Sortons des sentiers battus pour
aller à la rencontre de la vraie chanson, à des années lumières de Christophe
Maé et autre Tal. Francesca Solleville, une des doyennes de la chanson
rive-gauche, 86 printemps et toujours dans les bacs !
Du lyrique à la chanson
Combien
d’artistes, féminines de surcroît, peuvent se vanter d’avoir eu une longue et
prolifique carrière tout en restant en marge du système du show business ?
Nous pouvons les compter sur presque les doigts des deux mains : Colette Magny, Germaine Montero,
Monique Morelli, Pia
Colombo, Catherine Sauvage, Cora Vaucaire, Catherine
Ribeiro, Anne Sylvestre, Juliette Greco ou même Isabelle
Aubret (pile-poil les deux
mains !), toutes ces artistes de la chanson réaliste ou engagée ont
laissé une trace dans notre patrimoine culturel.
Et Francesca
Solleville fait partie de ces grandes dames qui vont rester sur le
bas-côté hormis chez un certain public bien ciblé. Cette périgourdine née d’un
père gascon et d’une mère italienne se passionne pour la littérature française
tout en apprenant le chant lyrique. Elle monte sur Paris suivre des études de
lettres à la Sorbonne et elle obtient une licence tout en suivant des cours de
chants auprès de la cantatrice Marya Freud. Elle
est engagée dans les chœurs de Radio France. A partir de 1958, elle abandonne cette voie pour chanter ses auteurs préférés dans
les cabarets Rive-Gauche, très influencée par Germaine
Montero. Léo Ferré va aussi la pousser à
continuer et Jacques Douai, celui qui était surnommé
«Le troubadour des temps modernes», (du
fait d’avoir repris beaucoup de chansons médiévales et de folklore français
ancien) va la guider jusqu’à la maison de disque : Boîte à Musique. En 1959
sort son premier 45 tour «Francesca Solleville chante Aragon et Mac Orlan»,
et déjà elle se démarque par ses goûts pour les poètes et les auteurs engagés.
Elle chante dans de nombreux cabarets comme à l’Écluse avec Barbara ou à la Contrescarpe où Elsa Triolet et Louis Aragon
viendront l’écouter chanter. Son premier album sort en 1962 et est intitulé «Récital n°1» Elle y chante les poètes comme Paul Fort, Baudelaire, Aragon et Jean Ferrat.
Elle recevra le Grand Prix de l’Académie Charles-Cros pour son deuxième album «Récital n°2».

- **CONSIGNE**
Renvoie mot pour mot le passage de l'extrait sur Francesca Solleville qui commence aux mots « Sortons des sentiers » et s'arrête après « show business ? ».

- **DONNÉES**
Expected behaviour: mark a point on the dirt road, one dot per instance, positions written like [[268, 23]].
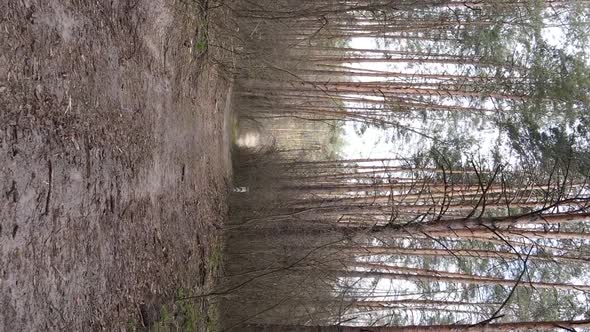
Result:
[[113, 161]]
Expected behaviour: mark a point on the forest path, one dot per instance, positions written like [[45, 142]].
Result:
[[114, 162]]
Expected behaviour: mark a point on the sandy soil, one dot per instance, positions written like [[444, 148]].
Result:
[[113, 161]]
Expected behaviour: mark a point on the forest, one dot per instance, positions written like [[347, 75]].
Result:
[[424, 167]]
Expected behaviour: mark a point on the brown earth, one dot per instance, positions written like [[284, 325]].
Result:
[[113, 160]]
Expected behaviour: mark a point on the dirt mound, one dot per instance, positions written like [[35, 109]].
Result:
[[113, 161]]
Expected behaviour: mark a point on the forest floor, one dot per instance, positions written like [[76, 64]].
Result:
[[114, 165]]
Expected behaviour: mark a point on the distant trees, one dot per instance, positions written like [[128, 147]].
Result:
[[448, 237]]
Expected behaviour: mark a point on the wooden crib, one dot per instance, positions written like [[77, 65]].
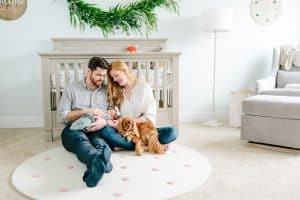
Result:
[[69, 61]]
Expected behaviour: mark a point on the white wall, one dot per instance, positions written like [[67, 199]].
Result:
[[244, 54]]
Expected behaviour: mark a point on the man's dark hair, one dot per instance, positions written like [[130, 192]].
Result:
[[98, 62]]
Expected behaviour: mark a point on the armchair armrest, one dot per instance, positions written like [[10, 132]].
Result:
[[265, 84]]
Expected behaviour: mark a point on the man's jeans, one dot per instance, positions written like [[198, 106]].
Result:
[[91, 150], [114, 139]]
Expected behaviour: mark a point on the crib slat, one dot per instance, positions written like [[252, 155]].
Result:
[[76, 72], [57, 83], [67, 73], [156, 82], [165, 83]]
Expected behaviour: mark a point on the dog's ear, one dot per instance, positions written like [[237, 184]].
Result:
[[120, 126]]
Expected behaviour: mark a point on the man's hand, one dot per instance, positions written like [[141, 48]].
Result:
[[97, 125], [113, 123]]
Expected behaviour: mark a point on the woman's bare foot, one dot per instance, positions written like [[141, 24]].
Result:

- **RÉPONSE ATTENDUE**
Sortons des sentiers battus pour
aller à la rencontre de la vraie chanson, à des années lumières de Christophe
Maé et autre Tal. Francesca Solleville, une des doyennes de la chanson
rive-gauche, 86 printemps et toujours dans les bacs !
Du lyrique à la chanson
Combien
d’artistes, féminines de surcroît, peuvent se vanter d’avoir eu une longue et
prolifique carrière tout en restant en marge du système du show business ?